**EXERCISE MATERIALS:**
:::::
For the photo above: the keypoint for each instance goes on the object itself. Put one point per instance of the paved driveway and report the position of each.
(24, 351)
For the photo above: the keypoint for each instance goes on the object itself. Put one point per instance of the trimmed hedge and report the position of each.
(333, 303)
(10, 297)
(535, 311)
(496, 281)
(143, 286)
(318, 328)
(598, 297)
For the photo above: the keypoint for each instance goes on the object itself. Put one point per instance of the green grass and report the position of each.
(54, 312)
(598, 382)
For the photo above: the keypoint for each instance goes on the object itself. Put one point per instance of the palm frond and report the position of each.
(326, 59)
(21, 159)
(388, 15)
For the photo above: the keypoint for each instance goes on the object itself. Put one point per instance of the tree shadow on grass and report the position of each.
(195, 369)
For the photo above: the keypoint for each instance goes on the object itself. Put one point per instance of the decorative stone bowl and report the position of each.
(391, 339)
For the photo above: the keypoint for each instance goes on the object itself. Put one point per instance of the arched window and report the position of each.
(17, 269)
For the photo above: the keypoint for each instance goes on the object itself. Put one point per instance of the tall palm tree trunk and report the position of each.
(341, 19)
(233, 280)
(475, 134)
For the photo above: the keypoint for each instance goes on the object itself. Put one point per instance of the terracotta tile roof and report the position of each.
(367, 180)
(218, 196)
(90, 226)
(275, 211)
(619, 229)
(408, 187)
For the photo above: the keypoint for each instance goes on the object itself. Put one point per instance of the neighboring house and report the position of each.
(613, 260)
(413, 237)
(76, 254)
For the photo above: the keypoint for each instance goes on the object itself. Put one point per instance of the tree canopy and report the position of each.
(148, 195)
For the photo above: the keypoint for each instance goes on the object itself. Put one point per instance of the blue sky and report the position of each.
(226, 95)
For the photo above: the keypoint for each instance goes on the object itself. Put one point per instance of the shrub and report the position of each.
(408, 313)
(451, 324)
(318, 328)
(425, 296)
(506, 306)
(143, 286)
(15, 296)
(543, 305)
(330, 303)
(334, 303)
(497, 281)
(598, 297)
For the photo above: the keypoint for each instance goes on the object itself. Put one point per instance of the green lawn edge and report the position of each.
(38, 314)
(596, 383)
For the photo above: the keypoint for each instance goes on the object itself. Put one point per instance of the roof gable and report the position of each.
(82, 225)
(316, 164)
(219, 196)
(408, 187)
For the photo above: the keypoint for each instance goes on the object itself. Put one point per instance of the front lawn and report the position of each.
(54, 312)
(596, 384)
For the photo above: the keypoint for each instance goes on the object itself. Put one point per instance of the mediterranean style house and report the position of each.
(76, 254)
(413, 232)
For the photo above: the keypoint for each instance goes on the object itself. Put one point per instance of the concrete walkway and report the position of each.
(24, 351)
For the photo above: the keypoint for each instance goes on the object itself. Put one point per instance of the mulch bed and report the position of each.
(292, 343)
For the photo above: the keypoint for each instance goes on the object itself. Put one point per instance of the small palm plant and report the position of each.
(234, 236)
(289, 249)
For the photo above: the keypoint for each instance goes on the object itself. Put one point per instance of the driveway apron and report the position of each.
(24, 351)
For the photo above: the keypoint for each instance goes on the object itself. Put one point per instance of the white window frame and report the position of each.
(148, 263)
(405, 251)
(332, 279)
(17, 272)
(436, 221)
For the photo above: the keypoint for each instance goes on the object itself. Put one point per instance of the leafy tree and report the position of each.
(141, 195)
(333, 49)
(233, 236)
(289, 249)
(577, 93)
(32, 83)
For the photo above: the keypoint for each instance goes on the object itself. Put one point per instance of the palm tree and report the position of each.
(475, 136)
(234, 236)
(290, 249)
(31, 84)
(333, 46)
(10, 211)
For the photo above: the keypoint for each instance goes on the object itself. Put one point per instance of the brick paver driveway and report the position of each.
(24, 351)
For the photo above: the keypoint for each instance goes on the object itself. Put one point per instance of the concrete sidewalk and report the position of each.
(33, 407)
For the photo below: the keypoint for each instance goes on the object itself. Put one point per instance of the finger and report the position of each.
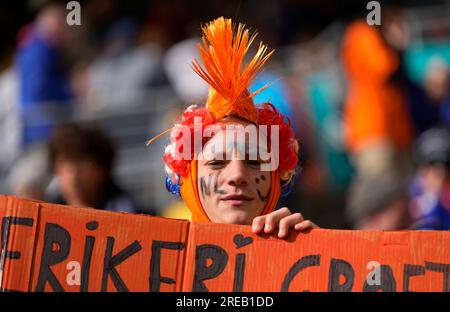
(272, 219)
(288, 222)
(305, 225)
(258, 224)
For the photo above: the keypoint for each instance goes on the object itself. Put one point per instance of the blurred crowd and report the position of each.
(370, 105)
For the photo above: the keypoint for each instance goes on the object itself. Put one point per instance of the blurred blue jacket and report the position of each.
(41, 81)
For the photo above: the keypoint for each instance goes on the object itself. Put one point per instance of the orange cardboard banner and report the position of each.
(47, 247)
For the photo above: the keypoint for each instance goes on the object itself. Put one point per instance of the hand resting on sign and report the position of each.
(281, 221)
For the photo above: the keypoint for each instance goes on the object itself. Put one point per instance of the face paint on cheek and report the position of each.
(205, 186)
(216, 188)
(262, 197)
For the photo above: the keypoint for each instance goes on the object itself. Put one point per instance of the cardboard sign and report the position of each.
(48, 247)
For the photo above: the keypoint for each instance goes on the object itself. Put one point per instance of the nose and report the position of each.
(236, 174)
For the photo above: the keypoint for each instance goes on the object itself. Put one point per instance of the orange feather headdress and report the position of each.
(223, 50)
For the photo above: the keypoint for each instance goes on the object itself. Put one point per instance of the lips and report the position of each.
(236, 199)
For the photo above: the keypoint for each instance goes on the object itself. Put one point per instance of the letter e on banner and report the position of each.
(74, 16)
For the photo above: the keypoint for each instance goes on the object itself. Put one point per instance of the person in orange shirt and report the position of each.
(378, 131)
(211, 161)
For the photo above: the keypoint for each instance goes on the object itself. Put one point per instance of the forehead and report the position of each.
(239, 136)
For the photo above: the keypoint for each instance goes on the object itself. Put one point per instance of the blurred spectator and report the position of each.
(377, 124)
(119, 76)
(82, 159)
(178, 67)
(43, 84)
(430, 103)
(10, 130)
(430, 189)
(30, 174)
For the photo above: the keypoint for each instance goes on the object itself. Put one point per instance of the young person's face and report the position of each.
(232, 189)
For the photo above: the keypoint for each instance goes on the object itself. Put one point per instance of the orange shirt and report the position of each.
(374, 109)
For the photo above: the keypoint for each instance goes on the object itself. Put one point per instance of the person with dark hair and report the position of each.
(430, 190)
(82, 159)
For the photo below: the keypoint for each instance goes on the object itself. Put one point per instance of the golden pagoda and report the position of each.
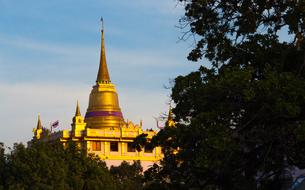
:::::
**EXERCISE DETAILS:** Report each line of the material above that contains the string "roof", copying every such line in full.

**OUTPUT OF THE TASK:**
For the photo above: the keypoint for each instance goes on the object itself. Put one point per instance of the terracotta tile roof and report the position of each.
For the photo above: the keypoint for each instance goes on the object itself. Put one point per instance of the roof gable and report the position of each.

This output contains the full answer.